** Material to process follows **

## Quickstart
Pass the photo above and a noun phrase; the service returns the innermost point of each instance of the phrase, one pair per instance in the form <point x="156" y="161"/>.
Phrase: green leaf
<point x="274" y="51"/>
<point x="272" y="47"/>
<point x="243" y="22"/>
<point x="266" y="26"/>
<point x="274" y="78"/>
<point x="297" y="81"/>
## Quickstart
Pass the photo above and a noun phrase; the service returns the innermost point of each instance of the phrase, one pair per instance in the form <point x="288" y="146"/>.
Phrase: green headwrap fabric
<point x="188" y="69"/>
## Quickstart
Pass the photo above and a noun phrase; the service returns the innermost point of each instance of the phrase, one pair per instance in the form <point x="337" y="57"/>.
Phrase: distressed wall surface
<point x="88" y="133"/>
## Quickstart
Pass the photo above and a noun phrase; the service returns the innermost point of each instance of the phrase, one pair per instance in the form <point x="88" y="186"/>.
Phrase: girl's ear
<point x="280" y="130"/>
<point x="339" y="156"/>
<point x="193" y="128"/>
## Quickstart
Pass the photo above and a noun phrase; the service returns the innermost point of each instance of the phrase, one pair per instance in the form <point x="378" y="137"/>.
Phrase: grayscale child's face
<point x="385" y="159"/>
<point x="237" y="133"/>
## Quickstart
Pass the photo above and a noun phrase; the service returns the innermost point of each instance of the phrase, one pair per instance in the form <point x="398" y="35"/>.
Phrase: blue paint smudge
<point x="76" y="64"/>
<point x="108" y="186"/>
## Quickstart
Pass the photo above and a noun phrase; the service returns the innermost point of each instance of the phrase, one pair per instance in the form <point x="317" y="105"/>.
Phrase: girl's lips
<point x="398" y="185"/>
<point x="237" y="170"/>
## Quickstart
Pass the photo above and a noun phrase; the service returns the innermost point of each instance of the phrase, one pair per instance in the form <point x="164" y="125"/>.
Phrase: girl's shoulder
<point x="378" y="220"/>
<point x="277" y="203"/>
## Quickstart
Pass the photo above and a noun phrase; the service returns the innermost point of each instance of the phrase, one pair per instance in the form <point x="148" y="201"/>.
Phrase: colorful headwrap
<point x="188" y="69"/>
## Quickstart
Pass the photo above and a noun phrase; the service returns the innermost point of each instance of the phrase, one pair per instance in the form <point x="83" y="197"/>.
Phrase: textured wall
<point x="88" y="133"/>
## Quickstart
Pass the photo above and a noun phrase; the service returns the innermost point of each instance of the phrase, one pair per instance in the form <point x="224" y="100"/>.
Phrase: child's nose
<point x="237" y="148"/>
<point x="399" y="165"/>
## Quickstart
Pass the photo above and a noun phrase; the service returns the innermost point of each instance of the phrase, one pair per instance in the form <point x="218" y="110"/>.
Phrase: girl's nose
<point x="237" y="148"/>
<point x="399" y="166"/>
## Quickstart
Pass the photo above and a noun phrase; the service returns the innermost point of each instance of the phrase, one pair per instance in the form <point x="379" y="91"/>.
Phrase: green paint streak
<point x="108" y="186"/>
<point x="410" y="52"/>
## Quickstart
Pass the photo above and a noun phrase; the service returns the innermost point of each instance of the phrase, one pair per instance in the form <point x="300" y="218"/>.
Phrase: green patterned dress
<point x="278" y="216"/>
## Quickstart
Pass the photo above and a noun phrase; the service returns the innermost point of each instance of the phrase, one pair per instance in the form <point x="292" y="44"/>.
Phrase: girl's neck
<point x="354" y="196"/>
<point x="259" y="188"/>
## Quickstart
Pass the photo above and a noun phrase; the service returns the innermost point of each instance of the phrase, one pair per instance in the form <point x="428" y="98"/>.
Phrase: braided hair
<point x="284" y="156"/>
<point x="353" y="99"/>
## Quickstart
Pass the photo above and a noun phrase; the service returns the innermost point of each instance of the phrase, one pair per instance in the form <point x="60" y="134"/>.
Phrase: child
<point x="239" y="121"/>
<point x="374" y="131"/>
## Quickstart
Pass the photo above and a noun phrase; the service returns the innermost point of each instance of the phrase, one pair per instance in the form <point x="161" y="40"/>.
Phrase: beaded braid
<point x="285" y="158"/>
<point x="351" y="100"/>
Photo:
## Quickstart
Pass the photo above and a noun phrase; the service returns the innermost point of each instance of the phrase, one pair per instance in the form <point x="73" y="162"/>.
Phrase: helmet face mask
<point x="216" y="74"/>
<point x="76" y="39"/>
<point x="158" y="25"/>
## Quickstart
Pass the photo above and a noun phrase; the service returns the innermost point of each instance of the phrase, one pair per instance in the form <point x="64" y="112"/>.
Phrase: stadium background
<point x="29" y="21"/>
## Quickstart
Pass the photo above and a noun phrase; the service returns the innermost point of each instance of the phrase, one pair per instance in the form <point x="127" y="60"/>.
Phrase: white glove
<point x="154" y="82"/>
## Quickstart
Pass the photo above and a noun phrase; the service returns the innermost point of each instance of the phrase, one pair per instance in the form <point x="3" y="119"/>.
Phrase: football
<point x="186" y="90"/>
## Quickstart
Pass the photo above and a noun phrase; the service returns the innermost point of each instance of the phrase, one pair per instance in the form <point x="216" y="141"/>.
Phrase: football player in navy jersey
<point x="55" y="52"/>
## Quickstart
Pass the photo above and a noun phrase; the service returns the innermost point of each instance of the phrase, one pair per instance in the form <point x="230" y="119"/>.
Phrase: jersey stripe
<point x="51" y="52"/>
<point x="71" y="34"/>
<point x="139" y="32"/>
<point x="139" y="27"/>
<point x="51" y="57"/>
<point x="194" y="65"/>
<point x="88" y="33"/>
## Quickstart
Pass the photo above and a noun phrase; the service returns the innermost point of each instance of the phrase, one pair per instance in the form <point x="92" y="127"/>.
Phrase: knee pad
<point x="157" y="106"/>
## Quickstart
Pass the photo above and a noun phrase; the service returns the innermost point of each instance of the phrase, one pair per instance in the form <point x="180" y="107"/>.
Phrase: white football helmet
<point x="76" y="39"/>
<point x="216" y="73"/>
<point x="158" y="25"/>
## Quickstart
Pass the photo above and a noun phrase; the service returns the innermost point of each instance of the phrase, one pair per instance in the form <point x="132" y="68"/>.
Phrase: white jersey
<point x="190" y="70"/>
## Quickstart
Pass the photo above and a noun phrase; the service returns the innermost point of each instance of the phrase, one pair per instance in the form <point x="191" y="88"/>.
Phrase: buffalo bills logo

** End of Material to process **

What you should do: Please write out the entries exactly, keeping every line intact.

Answer space:
## Quickstart
Pass the photo above and a noun phrase; the service returns the innermost point of each instance of the phrase, one pair per instance in the form <point x="156" y="161"/>.
Phrase: green leaf
<point x="274" y="51"/>
<point x="272" y="47"/>
<point x="243" y="22"/>
<point x="266" y="26"/>
<point x="274" y="78"/>
<point x="297" y="81"/>
## Quickstart
Pass the photo above and a noun phrase; the service returns the innermost point of each instance of the phrase, one pair per instance in the form <point x="288" y="146"/>.
Phrase: green headwrap fabric
<point x="188" y="69"/>
## Quickstart
Pass the photo above and a noun phrase; the service returns the innermost point of each instance of the phrase, one pair per instance in the form <point x="337" y="57"/>.
Phrase: distressed wall surface
<point x="88" y="133"/>
## Quickstart
Pass the photo above and a noun phrase; the service returns the innermost point of each instance of the phrase, one pair per instance in the form <point x="88" y="186"/>.
Phrase: girl's ear
<point x="280" y="130"/>
<point x="339" y="156"/>
<point x="193" y="128"/>
## Quickstart
Pass the photo above and a noun phrase; the service returns the innermost point of each instance of the phrase, one pair per instance in the form <point x="378" y="137"/>.
Phrase: grayscale child's face
<point x="385" y="159"/>
<point x="237" y="133"/>
## Quickstart
Pass the photo above and a noun phrase; the service returns the innermost point of each instance of the phrase, one pair per instance in the form <point x="398" y="35"/>.
Phrase: blue paint smudge
<point x="76" y="64"/>
<point x="108" y="186"/>
## Quickstart
Pass the photo above and a noun phrase; the service returns the innermost point of each instance of the phrase, one pair per instance in the form <point x="317" y="105"/>.
Phrase: girl's lips
<point x="398" y="185"/>
<point x="237" y="170"/>
## Quickstart
Pass the photo above and a noun phrase; the service returns the innermost point of each instance of the phrase, one pair per instance in the form <point x="164" y="125"/>.
Phrase: girl's shoulder
<point x="378" y="220"/>
<point x="277" y="203"/>
## Quickstart
Pass the photo above and a noun phrase; the service returns the innermost point of each instance of the phrase, one pair per instance in the form <point x="148" y="201"/>.
Phrase: colorful headwrap
<point x="188" y="69"/>
## Quickstart
Pass the photo above and a noun phrase; the service returns the innermost point of each instance of the phrase, one pair per instance in the form <point x="83" y="197"/>.
Phrase: textured wall
<point x="88" y="133"/>
## Quickstart
Pass the photo above and a noun phrase; the service returns the innermost point of each instance of the phrase, one pair per instance in the form <point x="224" y="100"/>.
Phrase: child's nose
<point x="237" y="148"/>
<point x="399" y="165"/>
## Quickstart
Pass the photo above and a noun phrase; the service returns the innermost point of each instance of the phrase, one pair per instance in the form <point x="218" y="110"/>.
Phrase: girl's nose
<point x="237" y="148"/>
<point x="399" y="166"/>
## Quickstart
Pass the photo above and a noun phrase; the service returns the innermost point of each instance of the phrase, one pair per instance in the form <point x="379" y="91"/>.
Phrase: green paint streak
<point x="108" y="186"/>
<point x="410" y="52"/>
## Quickstart
Pass the photo above and a noun phrase; the service returns the innermost point of each instance of the phrase, one pair per instance in the form <point x="300" y="218"/>.
Phrase: green patterned dress
<point x="278" y="216"/>
## Quickstart
Pass the photo above and a noun phrase; the service returns the innermost point of each instance of the phrase, one pair per instance in the form <point x="292" y="44"/>.
Phrase: girl's neck
<point x="354" y="196"/>
<point x="259" y="188"/>
## Quickstart
Pass the photo above and a noun phrase; the service returns the innermost point of each instance of the phrase, one pair per instance in the form <point x="428" y="98"/>.
Phrase: braided hair
<point x="284" y="156"/>
<point x="353" y="99"/>
## Quickstart
Pass the photo above and a noun phrase; the service returns the innermost point of each instance of the phrase, one pair per instance in the form <point x="60" y="134"/>.
Phrase: child
<point x="239" y="121"/>
<point x="374" y="131"/>
## Quickstart
Pass the photo above and a noun phrase; the service returns the innermost point of each instance of the phrase, one pair per instance in the form <point x="161" y="40"/>.
Phrase: beaded braid
<point x="285" y="158"/>
<point x="351" y="100"/>
Photo:
## Quickstart
Pass the photo above and a noun phrase; the service returns the innermost point of each instance of the phrase, one pair per instance in the form <point x="73" y="162"/>.
Phrase: helmet face mask
<point x="216" y="74"/>
<point x="76" y="39"/>
<point x="158" y="25"/>
## Quickstart
Pass the photo above and a noun phrase; the service returns the innermost point of each instance of the phrase, one pair per instance in the form <point x="64" y="112"/>.
Phrase: stadium background
<point x="29" y="21"/>
## Quickstart
Pass the photo above and a noun phrase; the service returns the innermost point of each instance of the phrase, one pair per instance in the form <point x="127" y="60"/>.
Phrase: white glove
<point x="154" y="82"/>
## Quickstart
Pass the photo above and a noun phrase; the service returns the innermost point of each instance of the phrase, one pair per instance in the form <point x="3" y="119"/>.
Phrase: football
<point x="186" y="90"/>
## Quickstart
Pass the photo above and a noun phrase; the service returns the innermost point of each instance of the phrase, one pair per instance in the form <point x="216" y="141"/>.
Phrase: football player in navy jersey
<point x="55" y="52"/>
## Quickstart
Pass the photo above and a noun phrase; the service returns the innermost point of each instance of the phrase, one pair per instance in the form <point x="230" y="119"/>.
Phrase: jersey stripe
<point x="51" y="52"/>
<point x="71" y="34"/>
<point x="139" y="32"/>
<point x="139" y="27"/>
<point x="51" y="57"/>
<point x="194" y="65"/>
<point x="88" y="33"/>
## Quickstart
Pass the photo above and a noun phrase; the service returns the innermost point of each instance of the phrase, one pair per instance in the form <point x="92" y="127"/>.
Phrase: knee pad
<point x="157" y="106"/>
## Quickstart
Pass the photo above and a noun phrase; the service returns the innermost point of each instance of the phrase, one pair per instance in the form <point x="180" y="107"/>.
Phrase: white football helmet
<point x="76" y="39"/>
<point x="216" y="73"/>
<point x="158" y="25"/>
## Quickstart
Pass the photo above and a noun phrase; the service returns the innermost point of each instance of the phrase, one pair per instance in the form <point x="132" y="68"/>.
Phrase: white jersey
<point x="190" y="70"/>
## Quickstart
Pass the photo above and a noun phrase; the service returns the innermost point of each instance of the phrase, one pair per instance in the form <point x="191" y="88"/>.
Phrase: buffalo bills logo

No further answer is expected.